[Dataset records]

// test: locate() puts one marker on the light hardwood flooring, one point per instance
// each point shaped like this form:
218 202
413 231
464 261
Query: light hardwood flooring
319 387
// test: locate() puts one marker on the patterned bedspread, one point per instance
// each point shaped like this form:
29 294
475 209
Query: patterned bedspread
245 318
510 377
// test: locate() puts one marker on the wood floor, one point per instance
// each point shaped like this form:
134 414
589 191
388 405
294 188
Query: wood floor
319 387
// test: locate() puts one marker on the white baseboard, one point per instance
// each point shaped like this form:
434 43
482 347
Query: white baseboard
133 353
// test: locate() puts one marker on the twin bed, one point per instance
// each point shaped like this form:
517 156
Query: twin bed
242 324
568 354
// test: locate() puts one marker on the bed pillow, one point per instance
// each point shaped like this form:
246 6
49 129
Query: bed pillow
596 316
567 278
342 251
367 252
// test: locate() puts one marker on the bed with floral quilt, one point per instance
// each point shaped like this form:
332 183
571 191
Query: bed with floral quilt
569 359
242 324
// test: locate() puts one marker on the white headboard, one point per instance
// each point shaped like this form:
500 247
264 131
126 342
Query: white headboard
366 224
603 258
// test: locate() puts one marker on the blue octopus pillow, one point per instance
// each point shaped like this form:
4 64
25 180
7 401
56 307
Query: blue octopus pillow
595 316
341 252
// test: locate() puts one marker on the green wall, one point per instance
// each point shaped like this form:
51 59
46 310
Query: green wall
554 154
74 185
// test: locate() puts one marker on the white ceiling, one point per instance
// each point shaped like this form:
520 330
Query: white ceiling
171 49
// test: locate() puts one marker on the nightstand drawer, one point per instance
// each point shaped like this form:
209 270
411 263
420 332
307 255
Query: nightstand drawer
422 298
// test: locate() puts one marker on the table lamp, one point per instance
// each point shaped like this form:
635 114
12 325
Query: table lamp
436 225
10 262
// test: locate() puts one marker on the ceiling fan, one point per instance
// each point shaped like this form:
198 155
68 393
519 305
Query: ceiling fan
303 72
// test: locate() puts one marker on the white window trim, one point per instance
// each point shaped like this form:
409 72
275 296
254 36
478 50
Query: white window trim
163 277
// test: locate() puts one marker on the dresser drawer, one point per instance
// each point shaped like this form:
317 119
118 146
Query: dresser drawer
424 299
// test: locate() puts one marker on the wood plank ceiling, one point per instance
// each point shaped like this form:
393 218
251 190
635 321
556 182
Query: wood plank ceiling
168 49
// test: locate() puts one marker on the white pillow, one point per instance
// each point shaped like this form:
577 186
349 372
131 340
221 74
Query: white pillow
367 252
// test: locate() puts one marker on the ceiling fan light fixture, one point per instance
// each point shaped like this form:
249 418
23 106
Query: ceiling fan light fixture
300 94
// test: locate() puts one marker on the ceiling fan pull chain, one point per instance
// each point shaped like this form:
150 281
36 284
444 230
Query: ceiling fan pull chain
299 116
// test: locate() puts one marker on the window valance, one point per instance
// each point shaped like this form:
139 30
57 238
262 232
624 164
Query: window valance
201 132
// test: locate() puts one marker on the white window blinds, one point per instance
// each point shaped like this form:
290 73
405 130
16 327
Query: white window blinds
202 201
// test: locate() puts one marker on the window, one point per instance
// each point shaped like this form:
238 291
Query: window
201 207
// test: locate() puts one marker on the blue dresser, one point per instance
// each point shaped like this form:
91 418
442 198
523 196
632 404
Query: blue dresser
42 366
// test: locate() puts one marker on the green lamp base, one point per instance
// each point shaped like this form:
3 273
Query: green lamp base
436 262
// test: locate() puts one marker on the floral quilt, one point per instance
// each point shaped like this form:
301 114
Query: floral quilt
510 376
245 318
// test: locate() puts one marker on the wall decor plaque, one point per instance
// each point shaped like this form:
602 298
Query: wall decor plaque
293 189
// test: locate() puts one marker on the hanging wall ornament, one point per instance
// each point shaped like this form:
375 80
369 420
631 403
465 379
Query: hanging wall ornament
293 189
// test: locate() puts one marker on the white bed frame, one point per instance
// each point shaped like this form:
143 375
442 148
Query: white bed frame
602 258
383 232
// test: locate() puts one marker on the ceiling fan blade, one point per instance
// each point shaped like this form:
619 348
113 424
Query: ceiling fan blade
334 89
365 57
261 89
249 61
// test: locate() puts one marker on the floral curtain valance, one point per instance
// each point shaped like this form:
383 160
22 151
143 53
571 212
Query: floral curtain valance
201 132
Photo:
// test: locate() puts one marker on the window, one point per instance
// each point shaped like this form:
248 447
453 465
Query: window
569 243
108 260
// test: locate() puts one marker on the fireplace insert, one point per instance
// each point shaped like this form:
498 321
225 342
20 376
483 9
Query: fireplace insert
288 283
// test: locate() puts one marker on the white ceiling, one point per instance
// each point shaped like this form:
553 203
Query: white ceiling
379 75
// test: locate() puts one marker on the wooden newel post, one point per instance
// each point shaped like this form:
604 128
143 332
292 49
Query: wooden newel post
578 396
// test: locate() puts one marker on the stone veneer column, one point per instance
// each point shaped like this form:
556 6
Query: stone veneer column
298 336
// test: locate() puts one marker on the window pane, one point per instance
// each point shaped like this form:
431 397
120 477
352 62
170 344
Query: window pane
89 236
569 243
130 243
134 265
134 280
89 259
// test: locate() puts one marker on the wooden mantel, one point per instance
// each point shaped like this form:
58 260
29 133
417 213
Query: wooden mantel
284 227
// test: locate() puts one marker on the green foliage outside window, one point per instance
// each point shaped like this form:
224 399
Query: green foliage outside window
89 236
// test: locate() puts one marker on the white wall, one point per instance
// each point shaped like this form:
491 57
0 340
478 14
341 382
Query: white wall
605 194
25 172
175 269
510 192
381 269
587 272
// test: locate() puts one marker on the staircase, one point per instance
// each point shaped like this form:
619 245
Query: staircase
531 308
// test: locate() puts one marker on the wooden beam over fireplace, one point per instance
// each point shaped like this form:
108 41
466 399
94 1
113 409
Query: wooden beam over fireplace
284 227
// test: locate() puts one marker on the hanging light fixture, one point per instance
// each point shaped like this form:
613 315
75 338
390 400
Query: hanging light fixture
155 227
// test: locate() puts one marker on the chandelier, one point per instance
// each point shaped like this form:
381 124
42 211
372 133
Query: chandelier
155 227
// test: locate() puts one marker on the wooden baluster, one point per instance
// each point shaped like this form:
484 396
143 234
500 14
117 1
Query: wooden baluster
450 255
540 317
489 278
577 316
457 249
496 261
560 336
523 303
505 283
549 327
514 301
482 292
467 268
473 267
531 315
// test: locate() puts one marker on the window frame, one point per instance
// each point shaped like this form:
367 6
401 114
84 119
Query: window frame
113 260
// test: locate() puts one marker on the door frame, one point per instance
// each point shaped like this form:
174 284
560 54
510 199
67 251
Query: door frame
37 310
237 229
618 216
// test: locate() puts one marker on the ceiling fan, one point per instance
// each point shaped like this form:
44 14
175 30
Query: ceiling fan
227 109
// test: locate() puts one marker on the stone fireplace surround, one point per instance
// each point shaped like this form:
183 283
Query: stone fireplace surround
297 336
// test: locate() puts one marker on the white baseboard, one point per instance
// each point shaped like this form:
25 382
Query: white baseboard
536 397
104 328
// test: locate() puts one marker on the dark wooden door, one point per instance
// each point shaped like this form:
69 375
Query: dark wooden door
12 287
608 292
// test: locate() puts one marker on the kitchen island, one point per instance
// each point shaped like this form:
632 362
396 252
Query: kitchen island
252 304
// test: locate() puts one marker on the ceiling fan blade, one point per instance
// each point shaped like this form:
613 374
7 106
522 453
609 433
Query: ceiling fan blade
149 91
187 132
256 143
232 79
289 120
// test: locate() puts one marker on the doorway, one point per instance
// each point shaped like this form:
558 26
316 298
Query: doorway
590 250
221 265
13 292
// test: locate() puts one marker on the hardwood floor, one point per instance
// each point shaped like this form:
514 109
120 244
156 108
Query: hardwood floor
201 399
...
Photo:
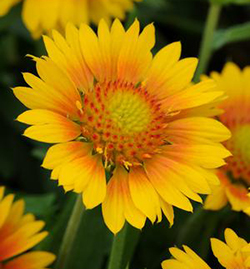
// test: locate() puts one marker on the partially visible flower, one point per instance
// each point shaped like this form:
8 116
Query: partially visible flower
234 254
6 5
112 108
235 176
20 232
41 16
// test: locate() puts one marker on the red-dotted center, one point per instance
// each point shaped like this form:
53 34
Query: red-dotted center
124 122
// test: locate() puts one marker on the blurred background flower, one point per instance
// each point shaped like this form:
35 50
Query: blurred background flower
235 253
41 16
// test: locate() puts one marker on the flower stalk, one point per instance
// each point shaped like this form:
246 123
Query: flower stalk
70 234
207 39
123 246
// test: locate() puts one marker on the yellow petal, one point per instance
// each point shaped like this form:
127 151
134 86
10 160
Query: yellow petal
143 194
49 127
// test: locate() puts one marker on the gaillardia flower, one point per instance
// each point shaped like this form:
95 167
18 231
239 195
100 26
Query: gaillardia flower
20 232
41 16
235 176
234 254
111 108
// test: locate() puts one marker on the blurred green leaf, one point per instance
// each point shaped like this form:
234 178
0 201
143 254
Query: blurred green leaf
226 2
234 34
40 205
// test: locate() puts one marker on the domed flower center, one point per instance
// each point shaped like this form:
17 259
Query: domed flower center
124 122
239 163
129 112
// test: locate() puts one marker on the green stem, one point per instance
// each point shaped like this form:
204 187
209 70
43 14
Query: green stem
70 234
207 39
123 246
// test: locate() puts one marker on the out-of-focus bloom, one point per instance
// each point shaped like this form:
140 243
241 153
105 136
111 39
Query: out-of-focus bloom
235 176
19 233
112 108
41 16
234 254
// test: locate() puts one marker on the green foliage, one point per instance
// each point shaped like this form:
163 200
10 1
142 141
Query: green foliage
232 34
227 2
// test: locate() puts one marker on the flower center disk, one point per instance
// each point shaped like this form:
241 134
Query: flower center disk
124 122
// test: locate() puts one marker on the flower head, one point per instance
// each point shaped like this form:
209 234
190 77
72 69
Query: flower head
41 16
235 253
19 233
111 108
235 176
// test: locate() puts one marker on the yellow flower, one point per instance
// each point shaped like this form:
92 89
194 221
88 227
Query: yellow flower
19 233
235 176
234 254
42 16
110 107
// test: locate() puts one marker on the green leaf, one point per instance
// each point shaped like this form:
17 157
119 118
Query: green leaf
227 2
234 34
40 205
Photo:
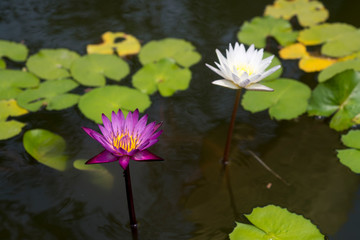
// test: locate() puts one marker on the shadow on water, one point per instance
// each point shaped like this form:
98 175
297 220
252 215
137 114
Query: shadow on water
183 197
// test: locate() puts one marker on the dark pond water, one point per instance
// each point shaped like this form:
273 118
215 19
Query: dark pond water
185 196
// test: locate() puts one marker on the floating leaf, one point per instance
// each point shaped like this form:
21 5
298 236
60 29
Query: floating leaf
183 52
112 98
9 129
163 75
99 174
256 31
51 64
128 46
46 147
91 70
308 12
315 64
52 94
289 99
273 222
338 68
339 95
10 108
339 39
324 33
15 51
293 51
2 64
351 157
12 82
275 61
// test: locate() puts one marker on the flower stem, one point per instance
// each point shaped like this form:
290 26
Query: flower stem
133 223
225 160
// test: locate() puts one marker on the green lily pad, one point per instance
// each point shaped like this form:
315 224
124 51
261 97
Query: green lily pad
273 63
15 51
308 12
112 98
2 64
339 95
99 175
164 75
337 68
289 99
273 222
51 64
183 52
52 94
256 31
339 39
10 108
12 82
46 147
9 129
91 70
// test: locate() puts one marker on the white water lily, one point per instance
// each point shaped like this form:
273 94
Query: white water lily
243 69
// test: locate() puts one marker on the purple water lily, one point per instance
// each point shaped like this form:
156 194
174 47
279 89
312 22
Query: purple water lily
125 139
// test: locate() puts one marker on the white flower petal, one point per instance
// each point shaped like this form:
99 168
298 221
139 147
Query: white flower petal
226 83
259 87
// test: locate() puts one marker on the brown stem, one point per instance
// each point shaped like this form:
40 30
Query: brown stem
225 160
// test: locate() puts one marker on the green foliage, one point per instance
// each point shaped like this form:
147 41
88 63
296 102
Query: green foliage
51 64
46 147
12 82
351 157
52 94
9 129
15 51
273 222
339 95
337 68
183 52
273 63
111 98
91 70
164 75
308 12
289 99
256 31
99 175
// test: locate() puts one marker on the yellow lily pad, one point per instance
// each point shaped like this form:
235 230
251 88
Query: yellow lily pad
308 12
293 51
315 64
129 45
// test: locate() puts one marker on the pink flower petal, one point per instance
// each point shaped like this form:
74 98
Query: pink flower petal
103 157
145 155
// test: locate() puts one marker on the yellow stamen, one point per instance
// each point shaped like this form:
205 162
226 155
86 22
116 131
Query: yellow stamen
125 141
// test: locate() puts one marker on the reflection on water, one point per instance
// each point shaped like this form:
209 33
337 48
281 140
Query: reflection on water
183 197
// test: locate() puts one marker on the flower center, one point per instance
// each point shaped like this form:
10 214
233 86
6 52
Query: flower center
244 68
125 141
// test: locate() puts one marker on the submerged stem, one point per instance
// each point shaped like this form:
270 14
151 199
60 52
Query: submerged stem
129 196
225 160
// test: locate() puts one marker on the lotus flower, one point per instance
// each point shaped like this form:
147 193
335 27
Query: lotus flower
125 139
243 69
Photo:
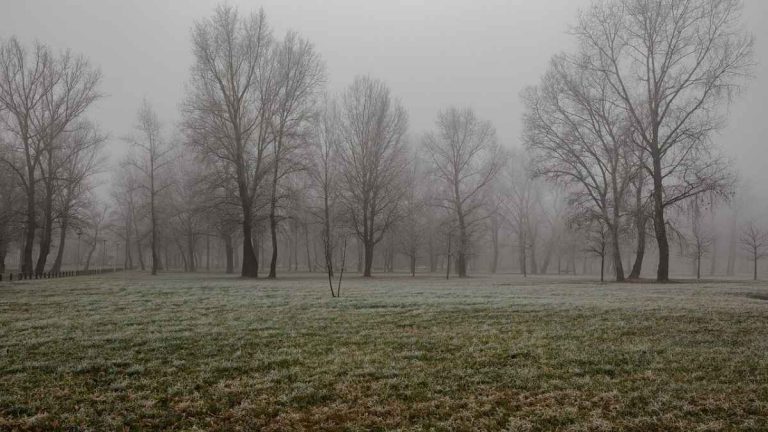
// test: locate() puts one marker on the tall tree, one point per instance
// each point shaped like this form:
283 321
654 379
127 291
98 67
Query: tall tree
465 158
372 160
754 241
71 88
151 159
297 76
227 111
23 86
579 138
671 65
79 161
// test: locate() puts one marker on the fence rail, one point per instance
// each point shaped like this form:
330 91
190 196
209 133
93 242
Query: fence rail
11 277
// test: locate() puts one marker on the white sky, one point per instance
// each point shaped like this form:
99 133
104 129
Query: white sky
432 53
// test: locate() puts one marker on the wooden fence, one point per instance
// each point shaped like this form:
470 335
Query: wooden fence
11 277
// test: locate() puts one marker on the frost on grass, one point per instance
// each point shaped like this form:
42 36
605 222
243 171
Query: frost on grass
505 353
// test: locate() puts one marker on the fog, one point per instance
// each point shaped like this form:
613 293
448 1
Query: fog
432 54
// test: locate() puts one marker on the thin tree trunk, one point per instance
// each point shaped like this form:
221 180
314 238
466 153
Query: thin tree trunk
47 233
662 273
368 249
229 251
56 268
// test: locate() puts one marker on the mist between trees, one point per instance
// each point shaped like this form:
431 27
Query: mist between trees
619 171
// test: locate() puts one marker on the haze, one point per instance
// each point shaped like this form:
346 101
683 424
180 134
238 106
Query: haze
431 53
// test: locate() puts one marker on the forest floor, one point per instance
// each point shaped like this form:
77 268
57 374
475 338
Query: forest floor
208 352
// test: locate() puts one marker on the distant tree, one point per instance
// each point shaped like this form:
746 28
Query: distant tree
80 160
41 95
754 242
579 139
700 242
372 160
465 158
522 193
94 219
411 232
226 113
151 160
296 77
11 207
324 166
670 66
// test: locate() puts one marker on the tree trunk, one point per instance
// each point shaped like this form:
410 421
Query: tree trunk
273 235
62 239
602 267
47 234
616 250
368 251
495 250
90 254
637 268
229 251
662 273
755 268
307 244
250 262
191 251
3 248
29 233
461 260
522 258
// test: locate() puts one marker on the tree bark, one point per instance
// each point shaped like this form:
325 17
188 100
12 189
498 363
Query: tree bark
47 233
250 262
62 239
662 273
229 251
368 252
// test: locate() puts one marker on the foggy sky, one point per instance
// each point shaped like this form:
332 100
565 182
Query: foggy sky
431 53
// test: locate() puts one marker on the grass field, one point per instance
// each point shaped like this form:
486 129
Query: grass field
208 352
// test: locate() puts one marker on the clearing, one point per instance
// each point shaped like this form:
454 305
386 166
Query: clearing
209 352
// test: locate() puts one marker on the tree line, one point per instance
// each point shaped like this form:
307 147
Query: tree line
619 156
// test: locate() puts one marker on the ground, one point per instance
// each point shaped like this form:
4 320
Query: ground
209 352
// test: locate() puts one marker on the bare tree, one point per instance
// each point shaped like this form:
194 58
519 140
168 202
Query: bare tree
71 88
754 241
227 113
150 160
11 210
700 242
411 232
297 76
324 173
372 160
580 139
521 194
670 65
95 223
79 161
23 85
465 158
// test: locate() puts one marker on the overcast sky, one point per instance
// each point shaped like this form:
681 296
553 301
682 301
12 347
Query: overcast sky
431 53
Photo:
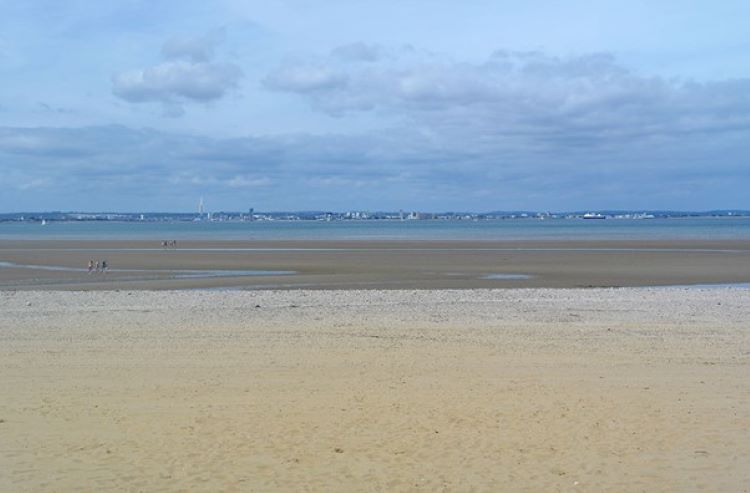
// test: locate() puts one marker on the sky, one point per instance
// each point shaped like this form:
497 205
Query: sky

WHAT THE TASK REQUIRES:
Gather every line above that contains the string "stone". Case counts.

RESULT OF THE TASK:
// test: locate() puts one marker on the stone veneer column, one point per instance
Query: stone veneer column
// test: locate() puts one marker on the stone fireplace surround, one point per instance
Query: stone fireplace surround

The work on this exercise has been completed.